__Passage to read__.

┄┄┄┄┄┄

I also would like to see some additional functionality with the text to speech. Especially word emphasis.
I agree as well!
I agree. A way to emphasize a word would really help.
Add me to the list of people interested in work emphasis with TTS. Speed control sounds like a great feature too.
Hear hear to the above!
I recently created an application that might address the need of adjusting the speed for Text to Speech in Storyline and the ability to add emphasis to words by using SSML tags. It’s a bit of a workaround though as you’ll have to go to the source that Storyline uses, Amazon Polly voices.
Here’s what you do:
The supported SSML tags in Amazon Polly is a good resource as it will let you know which tags are supported for each voice type (Standard or Neural). The Neural voices are a higher quality voice and *don't* support the SSML emphasis tag.
co-signing this request as it would be very nice to add emphasis by placing * * around a word or something like that. I imagine emphasis could just be a slight tweak to the pitch with a short delay.
I've used Adobe Premiere Pro for most of my videos, but create the audio from text within Storyline and then export it. It'd be nice to adjust speed and pitch and also do both independently from one another.

┄┄┄┄┄┄

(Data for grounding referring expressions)
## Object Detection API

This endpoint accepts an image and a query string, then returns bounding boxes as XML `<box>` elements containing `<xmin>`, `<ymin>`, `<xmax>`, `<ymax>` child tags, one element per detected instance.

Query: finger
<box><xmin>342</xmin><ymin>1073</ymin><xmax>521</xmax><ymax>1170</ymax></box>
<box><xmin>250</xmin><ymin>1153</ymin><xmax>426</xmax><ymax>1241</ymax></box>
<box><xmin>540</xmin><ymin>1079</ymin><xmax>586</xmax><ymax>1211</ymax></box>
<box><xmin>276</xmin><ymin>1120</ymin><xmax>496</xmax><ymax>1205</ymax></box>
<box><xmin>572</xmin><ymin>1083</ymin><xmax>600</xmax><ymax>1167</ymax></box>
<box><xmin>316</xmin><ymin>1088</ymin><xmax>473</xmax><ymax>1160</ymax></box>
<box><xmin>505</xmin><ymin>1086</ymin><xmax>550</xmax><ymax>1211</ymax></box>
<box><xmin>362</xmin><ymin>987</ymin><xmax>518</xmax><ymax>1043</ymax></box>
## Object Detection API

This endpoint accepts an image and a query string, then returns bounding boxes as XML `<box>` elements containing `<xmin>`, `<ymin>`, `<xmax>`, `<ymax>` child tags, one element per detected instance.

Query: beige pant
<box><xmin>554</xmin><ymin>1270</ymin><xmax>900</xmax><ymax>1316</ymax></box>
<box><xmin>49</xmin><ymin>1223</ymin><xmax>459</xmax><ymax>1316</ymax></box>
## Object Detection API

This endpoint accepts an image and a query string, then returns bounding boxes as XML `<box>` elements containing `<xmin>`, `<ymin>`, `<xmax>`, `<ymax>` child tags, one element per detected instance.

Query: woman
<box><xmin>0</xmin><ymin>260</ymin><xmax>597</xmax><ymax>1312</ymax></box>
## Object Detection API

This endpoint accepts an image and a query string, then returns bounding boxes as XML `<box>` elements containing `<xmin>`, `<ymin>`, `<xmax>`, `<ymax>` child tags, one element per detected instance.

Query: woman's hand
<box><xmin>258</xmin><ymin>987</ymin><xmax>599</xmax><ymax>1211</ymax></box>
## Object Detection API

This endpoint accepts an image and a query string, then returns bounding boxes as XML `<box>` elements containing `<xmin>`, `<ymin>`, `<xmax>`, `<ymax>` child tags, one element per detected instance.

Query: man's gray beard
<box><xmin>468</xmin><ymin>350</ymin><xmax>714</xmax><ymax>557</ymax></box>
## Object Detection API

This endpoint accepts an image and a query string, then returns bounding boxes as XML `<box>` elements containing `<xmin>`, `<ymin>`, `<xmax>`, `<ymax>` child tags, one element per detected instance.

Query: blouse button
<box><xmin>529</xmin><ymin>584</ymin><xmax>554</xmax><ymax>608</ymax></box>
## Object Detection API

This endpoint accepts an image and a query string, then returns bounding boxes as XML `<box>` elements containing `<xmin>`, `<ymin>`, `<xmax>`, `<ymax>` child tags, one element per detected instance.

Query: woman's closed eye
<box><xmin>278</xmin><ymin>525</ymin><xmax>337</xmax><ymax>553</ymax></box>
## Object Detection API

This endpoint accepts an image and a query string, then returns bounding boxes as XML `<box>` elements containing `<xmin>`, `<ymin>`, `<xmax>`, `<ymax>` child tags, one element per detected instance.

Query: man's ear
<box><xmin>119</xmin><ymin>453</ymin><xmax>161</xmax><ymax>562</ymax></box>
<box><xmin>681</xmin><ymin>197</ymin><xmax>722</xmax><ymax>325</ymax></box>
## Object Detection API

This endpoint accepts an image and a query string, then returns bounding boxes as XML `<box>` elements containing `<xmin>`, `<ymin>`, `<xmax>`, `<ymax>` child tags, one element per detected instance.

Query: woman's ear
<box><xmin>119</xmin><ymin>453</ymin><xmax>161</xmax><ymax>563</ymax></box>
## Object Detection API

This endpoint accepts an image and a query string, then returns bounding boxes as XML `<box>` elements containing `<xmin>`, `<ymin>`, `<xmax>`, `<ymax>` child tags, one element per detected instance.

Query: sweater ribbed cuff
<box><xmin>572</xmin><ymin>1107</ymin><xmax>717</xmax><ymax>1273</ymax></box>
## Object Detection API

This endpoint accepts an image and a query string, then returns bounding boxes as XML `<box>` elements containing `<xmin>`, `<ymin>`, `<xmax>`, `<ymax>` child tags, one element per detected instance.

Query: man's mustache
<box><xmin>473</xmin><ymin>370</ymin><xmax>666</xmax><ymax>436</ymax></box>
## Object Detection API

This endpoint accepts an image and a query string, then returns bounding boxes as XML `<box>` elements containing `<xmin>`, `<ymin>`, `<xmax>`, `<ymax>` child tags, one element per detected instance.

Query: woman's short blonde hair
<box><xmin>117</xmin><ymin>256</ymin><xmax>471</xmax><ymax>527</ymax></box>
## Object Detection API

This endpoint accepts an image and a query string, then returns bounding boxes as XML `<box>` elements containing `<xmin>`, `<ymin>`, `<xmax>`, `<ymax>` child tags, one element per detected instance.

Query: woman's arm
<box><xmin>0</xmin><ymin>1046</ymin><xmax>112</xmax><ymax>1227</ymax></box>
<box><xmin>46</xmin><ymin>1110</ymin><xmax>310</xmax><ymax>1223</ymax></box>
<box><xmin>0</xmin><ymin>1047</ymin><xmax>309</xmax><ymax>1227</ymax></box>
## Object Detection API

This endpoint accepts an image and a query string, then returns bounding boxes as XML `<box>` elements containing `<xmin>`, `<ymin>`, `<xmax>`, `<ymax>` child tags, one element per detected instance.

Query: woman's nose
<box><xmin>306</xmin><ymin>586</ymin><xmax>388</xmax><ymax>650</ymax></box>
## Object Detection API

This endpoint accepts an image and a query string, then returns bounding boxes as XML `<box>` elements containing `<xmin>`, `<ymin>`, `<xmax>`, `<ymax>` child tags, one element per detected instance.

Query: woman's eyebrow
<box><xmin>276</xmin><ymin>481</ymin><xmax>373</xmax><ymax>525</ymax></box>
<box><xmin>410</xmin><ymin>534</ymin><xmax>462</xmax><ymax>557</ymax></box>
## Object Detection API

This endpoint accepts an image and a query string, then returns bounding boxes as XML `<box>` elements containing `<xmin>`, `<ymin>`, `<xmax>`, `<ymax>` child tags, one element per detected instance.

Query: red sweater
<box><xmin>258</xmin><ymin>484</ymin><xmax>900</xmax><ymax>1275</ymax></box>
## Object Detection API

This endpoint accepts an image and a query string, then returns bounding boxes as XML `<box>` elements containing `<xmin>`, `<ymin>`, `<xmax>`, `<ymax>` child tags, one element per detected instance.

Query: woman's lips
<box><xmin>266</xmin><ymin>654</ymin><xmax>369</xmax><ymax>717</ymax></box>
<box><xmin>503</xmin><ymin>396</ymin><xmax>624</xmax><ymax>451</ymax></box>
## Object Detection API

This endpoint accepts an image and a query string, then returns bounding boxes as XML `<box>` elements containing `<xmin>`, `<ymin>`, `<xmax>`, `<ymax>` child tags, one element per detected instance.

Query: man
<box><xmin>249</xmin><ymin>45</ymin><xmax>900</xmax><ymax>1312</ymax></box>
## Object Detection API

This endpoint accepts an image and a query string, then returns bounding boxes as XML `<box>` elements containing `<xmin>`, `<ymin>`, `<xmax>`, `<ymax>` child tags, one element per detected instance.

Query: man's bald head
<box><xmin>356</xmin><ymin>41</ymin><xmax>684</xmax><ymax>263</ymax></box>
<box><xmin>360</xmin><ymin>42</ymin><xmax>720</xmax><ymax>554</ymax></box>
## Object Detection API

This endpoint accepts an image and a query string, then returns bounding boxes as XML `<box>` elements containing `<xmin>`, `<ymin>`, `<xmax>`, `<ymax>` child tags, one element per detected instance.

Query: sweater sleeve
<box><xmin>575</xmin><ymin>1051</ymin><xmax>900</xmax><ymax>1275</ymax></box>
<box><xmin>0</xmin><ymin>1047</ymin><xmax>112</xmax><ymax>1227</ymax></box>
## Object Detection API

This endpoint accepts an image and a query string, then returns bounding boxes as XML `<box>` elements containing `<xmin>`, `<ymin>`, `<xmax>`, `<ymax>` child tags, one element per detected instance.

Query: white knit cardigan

┄┄┄┄┄┄

__About this exercise__.
Extend the forum thread about text-to-speech emphasis and speed, starting right after its final post.

__Answer to this task__.
+1 for this feature request. The ability to change the emphasis would be especially useful for words where the syllable stress/emphasis can actually alter the meaning of the word. E.g. "record" (noun) vs "record" (verb).
Also, as an Australian user, the American voices are unfortunately much more natural sounding than the Australian voices currently available in Storyline via Amazon Polly. Please incorporate the latest Neural Polly voices into Storyline for us non-American English-speaking users - and for our clientele, who find the American and UK voices annoying and sometimes difficult to understand.
My clients consistently ask for adjustments to speed control and emphasis. I'm hoping Articulate makes these upgrades to text-to-speech in the very near future.
We are also looking into alternatives for making TTS from Storyline into more natural sounding audio. We have found a very nice-sounding alternative, but I'm hoping Articulate will enhance the existing TTS rather than having to use another authoring tool.
@Sheri -
Just curious, what alternative did you find?
Hi Sheri, what are you using as your nice-sounding alternative, please? Our Creative Editor is currently swamped with projects so I'm looking to see how I can do with Articulate for now!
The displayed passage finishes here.